**YOUR INSTRUCTIONS:** Copy out, exactly, the first line of the entries below and every line after it through the one containing "78L248 75L223 64L216".

**SUPPLIED DATA:**

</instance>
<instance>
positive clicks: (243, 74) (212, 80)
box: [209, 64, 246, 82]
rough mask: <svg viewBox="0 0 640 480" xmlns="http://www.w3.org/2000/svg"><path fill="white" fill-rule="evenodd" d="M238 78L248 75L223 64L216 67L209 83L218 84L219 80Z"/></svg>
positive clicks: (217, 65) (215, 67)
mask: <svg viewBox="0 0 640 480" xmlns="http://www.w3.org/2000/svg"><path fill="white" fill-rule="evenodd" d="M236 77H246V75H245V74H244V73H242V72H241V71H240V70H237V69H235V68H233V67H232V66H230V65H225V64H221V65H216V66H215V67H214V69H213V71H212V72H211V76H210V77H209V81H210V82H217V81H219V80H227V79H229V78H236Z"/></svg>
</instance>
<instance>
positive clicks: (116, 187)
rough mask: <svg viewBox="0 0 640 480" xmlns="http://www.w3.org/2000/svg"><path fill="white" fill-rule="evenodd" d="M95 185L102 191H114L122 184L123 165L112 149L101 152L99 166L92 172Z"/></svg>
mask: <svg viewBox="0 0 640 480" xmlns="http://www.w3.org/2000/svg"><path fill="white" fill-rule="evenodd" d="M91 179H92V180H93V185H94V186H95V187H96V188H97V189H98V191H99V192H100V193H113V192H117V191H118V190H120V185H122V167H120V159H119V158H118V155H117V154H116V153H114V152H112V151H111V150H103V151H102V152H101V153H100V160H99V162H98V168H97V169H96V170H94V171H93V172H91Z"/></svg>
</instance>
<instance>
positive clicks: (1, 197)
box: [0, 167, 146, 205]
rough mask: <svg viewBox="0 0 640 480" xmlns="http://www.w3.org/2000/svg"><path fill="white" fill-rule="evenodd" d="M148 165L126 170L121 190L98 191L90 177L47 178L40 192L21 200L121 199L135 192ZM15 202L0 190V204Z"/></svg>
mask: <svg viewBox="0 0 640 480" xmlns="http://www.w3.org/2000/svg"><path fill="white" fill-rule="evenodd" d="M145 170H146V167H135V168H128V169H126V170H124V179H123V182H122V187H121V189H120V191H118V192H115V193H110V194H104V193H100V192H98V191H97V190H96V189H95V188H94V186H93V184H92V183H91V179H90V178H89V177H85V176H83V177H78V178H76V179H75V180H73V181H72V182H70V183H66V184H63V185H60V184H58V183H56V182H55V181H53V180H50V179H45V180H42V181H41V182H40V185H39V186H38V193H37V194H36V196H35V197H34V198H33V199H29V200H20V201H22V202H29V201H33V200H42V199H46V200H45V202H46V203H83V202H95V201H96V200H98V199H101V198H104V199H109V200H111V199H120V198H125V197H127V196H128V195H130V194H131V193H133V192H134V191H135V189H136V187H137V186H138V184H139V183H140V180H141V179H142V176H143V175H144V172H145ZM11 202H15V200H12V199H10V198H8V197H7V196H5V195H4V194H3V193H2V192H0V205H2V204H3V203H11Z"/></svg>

**OUTPUT BELOW:**
</instance>
<instance>
positive clicks: (243, 74) (212, 80)
box: [209, 64, 246, 82]
rough mask: <svg viewBox="0 0 640 480" xmlns="http://www.w3.org/2000/svg"><path fill="white" fill-rule="evenodd" d="M238 78L248 75L223 64L216 67L209 83L218 84L219 80Z"/></svg>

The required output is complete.